◆ DOCUMENT

David Braz de Oliveira Filho (born 21 May 1987), known as David Braz, is a Brazilian footballer who plays for Fluminense as a central defender.

Club career

Palmeiras
Born in Guarulhos, São Paulo, Braz graduated with Palmeiras' youth setup. He made his professional debut on 10 February 2007, coming on as a substitute for Dininho in a 1–1 home draw against Bragantino for the Campeonato Paulista championship.

Braz appeared more regularly in the Campeonato Brasileiro Série A, after the arrival of new manager Vanderlei Luxemburgo. However, after struggling with injuries, he lost his starting spot.

Panathinaikos
On 19 January 2009 Braz signed a four-and-a-half year deal with Greek giants Panathinaikos in a free transfer, after alleging irregularities with his contract. He made his debut for the side on 15 March, replacing fellow countryman Marcelo Mattos in a 1–0 away defeat of Thrasyvoulos.

Flamengo
On 21 July 2009, after appearing rarely, Braz signed a one-year loan deal with Flamengo. He made his debut on 9 August, starting in a 1–0 home win over Corinthians.

A backup to Álvaro and Ronaldo Angelim, Braz contributed with one goal in ten appearances as his side lifted the league trophy in the last round. On 12 August 2010, Flamengo acquired 60% of his rights, with the player signing a new four-year deal.

Santos

On 18 May 2012 Braz moved to Santos, along with Flamengo teammate Rafael Galhardo, in an exchange for Ibson. He acted mainly as a backup to Edu Dracena and Durval during his first year, appearing in only seven matches.

Loan to Vitória
In January 2013, after being deemed surplus to requirements by manager Muricy Ramalho, Braz was loaned to Vitória. However, in August he was left out of the first-team squad, later accusing the club of not paying his wages. He eventually returned to Santos in December.

Return to Santos
Shortly after his return to Peixe, new manager Oswaldo de Oliveira granted his place in the first-team. Profiting from Dracena and Gustavo Henrique's injuries, he was later first-choice in the end of the 2014 Campeonato Paulista, and remained a starter in Série A.

On 6 September 2014 Braz scored his first goals for Santos, netting a brace in a 3–1 home win against his former side Vitória. He played his 100th game for the club on 4 October of the following year, starting in a 3–1 home win against Fluminense.

◆ WHAT YOU WILL DO
a) Render this sentence from the David Braz article in Spanish: "He made his debut on 9 August, starting in a 1–0 home win over Corinthians."
b) Print the passage of the David Braz article that begins at the words "On 18 May 2012" and stops after the words "only seven matches.".
The records placed here are separate material, apart from the David Braz article.

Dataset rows
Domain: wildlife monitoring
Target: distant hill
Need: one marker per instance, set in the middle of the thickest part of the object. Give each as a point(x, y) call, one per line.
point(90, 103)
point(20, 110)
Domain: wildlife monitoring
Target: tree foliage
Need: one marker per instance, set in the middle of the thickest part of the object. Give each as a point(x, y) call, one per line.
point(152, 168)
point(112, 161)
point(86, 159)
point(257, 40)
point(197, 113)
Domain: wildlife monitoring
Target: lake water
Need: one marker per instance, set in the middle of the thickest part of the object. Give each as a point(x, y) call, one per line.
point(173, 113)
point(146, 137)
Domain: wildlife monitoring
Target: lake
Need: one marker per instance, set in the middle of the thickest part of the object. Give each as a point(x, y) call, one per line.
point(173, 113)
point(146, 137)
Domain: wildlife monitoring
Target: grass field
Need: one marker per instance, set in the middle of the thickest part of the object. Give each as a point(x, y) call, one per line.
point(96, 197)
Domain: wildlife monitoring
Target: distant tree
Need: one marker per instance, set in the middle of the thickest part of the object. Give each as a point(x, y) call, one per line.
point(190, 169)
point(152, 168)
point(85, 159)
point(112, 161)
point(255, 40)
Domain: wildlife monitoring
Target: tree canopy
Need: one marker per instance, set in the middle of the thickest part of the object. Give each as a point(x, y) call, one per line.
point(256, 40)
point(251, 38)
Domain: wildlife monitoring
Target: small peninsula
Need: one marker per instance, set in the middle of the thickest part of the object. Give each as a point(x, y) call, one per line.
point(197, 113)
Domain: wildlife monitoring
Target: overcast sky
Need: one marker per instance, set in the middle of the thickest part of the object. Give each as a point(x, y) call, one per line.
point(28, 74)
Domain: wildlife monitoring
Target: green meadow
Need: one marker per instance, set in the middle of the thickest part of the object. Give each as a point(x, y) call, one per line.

◆ ANSWERS TO THE TASKS
a) Debutó el 9 de agosto, como titular en una victoria por 1–0 como local ante el Corinthians.

b)
On 18 May 2012 Braz moved to Santos, along with Flamengo teammate Rafael Galhardo, in an exchange for Ibson. He acted mainly as a backup to Edu Dracena and Durval during his first year, appearing in only seven matches.